Write out the lines from the line containing "the blue horizontal" through the final line of the listing below, exactly, omitting every other line.

Extracted information:

## begin

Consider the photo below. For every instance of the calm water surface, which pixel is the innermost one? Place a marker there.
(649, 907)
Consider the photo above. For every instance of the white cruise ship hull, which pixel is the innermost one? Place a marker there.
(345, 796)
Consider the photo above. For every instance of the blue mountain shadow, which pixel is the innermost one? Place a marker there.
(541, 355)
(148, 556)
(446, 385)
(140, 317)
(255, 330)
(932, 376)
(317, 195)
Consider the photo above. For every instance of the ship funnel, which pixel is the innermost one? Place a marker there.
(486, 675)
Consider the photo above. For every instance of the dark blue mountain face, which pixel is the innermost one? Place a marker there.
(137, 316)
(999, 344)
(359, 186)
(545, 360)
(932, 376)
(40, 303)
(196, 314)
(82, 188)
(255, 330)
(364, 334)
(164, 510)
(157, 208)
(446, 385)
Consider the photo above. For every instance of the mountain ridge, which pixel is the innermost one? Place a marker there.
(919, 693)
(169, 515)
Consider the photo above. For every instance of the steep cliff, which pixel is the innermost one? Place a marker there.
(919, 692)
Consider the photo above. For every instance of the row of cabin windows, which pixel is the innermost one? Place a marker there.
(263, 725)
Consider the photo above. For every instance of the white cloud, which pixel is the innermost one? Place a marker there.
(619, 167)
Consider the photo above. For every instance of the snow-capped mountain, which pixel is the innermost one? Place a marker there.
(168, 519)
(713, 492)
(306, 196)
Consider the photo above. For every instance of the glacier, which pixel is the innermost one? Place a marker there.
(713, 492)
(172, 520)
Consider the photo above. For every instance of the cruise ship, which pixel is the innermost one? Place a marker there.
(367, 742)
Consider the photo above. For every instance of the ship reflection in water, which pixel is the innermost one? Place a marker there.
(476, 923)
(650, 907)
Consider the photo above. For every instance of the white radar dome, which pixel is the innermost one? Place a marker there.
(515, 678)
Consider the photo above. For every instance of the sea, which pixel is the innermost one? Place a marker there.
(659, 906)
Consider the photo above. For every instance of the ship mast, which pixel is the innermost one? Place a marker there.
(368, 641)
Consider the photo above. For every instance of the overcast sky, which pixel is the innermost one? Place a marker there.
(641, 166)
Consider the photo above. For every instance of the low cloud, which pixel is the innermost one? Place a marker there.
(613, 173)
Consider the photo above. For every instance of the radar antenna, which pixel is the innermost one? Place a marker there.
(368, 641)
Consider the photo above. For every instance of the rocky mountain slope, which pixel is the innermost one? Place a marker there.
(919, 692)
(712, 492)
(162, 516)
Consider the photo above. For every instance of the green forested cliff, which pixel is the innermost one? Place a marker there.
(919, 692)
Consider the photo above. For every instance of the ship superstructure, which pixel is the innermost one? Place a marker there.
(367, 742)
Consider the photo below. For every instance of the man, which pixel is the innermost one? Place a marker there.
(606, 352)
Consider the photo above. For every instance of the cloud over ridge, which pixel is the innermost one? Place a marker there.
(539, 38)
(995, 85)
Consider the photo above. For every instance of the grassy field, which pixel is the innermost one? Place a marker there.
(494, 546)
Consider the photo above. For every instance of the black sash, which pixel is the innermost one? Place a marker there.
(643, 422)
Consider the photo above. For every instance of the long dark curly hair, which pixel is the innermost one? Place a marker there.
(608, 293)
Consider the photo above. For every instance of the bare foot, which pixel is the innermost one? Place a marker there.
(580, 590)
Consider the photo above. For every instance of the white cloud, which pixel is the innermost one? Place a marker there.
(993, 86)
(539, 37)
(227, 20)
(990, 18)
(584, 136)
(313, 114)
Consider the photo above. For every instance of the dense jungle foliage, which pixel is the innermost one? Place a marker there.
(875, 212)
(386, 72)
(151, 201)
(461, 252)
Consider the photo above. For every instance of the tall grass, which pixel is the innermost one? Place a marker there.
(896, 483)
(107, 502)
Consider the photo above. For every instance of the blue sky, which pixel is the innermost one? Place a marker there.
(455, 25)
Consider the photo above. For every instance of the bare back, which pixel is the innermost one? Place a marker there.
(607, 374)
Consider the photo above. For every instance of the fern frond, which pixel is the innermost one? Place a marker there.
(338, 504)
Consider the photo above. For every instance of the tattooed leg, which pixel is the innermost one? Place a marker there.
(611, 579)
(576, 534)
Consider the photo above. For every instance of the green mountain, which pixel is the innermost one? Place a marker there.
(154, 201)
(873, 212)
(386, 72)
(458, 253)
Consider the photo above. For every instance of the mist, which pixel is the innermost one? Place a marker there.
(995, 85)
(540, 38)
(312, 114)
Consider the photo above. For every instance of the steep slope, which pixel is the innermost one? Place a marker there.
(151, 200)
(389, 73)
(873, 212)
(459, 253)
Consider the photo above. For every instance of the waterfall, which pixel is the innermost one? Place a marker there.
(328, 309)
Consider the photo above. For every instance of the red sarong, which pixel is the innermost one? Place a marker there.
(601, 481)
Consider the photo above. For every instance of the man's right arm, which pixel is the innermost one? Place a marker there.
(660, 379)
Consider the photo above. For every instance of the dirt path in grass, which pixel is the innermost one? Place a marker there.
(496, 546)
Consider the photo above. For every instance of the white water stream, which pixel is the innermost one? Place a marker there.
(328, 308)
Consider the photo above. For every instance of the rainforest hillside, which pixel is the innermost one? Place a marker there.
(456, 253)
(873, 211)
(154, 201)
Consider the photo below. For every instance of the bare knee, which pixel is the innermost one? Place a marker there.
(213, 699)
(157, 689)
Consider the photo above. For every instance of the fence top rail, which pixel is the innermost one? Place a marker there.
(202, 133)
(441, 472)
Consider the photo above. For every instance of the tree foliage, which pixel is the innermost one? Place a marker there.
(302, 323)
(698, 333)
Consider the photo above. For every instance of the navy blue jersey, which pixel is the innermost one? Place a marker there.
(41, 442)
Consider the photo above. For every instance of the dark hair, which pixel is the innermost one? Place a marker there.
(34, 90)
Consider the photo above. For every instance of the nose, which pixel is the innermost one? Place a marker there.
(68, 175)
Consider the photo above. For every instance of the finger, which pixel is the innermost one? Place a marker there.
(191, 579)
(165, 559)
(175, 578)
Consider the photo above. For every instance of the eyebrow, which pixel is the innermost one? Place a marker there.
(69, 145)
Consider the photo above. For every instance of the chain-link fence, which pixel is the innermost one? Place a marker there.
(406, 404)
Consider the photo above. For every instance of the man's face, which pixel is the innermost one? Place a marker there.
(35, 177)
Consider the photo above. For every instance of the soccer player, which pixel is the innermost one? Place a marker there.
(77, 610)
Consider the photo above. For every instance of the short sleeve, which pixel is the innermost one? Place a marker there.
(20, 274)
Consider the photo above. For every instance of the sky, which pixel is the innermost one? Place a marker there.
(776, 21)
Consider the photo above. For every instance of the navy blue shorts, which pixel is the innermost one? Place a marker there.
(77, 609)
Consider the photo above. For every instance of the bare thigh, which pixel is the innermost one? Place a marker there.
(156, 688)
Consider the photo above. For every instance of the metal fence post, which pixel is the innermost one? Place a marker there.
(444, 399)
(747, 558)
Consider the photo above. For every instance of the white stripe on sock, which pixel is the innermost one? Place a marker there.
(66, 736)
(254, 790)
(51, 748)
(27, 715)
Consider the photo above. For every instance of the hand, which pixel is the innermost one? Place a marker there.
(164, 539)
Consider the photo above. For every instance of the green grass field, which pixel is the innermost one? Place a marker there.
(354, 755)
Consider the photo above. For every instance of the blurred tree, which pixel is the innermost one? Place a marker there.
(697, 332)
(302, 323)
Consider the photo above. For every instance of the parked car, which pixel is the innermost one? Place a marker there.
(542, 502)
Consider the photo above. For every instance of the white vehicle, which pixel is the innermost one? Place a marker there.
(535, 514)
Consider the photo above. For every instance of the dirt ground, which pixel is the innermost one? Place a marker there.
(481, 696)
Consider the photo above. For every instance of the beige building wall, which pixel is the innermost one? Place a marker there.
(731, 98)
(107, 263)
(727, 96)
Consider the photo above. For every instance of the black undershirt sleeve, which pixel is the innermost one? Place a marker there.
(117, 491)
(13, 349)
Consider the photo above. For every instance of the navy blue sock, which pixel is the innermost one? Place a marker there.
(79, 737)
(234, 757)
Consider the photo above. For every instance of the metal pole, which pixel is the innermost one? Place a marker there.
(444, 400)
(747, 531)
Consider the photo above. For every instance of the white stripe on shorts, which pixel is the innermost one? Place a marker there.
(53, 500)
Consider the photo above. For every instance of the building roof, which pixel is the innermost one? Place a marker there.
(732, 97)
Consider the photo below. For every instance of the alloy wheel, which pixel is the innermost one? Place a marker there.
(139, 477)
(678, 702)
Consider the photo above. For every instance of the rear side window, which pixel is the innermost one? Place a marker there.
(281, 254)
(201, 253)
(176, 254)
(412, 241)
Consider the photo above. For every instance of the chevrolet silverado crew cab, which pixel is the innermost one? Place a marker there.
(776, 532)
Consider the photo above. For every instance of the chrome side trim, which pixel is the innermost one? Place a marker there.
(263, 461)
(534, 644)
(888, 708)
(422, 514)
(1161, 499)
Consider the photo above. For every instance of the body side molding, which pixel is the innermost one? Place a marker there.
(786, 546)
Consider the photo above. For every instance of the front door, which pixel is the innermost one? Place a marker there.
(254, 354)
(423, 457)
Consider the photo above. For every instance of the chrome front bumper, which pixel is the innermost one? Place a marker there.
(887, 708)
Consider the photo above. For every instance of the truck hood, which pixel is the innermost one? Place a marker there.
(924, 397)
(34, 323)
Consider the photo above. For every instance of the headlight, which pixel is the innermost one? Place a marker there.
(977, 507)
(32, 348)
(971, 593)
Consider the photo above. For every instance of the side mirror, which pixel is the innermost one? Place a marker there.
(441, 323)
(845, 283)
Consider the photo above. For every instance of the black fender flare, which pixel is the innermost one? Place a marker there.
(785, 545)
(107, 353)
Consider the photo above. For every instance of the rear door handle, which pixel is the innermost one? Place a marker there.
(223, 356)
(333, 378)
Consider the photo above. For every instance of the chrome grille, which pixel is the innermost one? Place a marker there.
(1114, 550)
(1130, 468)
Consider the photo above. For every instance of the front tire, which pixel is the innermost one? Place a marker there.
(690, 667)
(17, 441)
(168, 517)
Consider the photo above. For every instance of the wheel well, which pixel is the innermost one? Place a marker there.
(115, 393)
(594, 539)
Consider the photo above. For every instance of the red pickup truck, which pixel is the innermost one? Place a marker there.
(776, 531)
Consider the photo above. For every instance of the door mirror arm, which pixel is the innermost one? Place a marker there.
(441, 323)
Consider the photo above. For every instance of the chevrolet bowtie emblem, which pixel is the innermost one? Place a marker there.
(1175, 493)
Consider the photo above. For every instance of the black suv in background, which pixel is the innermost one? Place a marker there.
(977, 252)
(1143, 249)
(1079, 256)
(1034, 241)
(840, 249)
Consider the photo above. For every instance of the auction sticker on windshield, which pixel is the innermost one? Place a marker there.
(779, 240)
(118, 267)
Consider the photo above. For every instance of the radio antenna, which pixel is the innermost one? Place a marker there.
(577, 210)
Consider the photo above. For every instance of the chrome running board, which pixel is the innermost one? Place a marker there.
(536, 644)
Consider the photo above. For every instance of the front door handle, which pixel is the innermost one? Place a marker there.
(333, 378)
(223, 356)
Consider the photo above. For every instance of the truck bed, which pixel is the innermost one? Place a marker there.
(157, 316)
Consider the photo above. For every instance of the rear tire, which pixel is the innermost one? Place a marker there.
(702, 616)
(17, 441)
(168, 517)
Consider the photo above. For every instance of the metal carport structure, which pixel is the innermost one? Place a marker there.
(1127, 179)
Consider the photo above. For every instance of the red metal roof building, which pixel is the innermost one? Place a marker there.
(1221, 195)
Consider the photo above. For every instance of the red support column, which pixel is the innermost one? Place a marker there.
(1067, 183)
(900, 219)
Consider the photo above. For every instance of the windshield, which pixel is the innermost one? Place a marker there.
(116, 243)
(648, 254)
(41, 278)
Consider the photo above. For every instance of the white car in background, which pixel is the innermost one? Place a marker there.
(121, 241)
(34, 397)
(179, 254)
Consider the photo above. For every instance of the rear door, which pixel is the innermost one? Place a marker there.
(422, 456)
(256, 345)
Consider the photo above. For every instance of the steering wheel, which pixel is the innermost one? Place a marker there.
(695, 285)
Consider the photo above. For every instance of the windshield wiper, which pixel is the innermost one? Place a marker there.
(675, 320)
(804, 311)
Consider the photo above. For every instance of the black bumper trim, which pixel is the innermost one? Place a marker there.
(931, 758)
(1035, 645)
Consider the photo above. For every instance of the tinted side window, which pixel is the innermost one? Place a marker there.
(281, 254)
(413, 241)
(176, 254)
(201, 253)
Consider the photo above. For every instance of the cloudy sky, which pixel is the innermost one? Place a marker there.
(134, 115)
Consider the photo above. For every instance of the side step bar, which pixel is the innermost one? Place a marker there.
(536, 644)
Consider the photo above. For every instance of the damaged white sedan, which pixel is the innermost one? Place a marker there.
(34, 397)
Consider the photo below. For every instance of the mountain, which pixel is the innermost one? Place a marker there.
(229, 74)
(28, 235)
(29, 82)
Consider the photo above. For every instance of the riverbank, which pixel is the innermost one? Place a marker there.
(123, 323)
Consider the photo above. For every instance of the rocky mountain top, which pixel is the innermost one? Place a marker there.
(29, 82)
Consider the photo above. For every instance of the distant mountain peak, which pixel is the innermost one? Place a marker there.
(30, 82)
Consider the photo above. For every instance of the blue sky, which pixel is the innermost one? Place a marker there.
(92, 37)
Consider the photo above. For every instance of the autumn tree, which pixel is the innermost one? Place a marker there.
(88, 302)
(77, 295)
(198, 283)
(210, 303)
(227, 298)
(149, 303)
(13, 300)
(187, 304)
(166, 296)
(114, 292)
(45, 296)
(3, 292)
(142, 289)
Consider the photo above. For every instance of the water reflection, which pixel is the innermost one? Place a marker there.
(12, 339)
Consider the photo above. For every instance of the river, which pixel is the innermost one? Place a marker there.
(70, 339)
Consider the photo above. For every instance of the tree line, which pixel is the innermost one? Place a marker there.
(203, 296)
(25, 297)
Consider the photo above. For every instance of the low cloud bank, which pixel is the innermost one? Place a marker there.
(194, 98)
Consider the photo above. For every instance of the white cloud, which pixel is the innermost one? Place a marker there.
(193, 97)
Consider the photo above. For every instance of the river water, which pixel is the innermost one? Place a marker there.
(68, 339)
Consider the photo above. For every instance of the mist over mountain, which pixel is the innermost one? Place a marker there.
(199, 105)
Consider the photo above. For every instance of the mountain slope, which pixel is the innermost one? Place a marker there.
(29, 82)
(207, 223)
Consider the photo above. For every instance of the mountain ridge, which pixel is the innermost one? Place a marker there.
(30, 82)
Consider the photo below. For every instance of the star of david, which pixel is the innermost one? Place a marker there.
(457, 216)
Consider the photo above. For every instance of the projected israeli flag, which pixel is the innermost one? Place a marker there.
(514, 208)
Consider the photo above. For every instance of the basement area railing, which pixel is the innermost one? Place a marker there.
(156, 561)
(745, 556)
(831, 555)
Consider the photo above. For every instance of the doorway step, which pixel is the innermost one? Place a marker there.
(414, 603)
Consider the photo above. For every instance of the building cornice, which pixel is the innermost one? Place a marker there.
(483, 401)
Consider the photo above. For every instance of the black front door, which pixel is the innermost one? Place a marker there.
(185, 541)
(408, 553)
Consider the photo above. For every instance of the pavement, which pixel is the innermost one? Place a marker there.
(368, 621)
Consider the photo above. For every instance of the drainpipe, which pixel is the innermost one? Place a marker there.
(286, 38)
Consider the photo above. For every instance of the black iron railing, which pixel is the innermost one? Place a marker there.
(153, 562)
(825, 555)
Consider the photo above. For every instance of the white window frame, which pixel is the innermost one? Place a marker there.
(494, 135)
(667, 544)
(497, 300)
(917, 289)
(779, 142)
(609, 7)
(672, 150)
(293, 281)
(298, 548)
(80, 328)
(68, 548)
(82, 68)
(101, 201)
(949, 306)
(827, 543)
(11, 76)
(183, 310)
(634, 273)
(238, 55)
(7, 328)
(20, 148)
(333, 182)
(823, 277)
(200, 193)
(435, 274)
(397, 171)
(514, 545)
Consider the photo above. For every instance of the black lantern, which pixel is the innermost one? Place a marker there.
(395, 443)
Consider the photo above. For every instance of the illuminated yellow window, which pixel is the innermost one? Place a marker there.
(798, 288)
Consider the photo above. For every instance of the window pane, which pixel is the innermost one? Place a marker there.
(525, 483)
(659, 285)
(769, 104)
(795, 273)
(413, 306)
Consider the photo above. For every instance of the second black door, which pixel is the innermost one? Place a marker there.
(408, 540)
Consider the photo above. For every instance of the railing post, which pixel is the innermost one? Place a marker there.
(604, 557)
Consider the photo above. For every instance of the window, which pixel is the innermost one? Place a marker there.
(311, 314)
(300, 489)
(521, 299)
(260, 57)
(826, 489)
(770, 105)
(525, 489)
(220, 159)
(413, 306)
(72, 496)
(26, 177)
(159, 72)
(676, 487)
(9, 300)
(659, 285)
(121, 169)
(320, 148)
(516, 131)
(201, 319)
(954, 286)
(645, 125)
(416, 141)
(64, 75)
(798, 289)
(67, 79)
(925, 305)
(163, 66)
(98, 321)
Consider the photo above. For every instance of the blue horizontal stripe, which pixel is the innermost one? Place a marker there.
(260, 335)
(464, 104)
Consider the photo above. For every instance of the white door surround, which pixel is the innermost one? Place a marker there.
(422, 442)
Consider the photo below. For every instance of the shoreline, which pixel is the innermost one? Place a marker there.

## end

Exercise result:
Consider the photo above. For every instance of the blue horizontal stripe, which pixel is the innermost one? Place a marker there.
(260, 335)
(464, 104)
Consider the photo above. For every instance of the white door surround, which pixel is the innermost one? Place a marker there.
(422, 442)
Consider the photo below. For every instance of the shoreline, which pixel is the innermost one? Place a marker there.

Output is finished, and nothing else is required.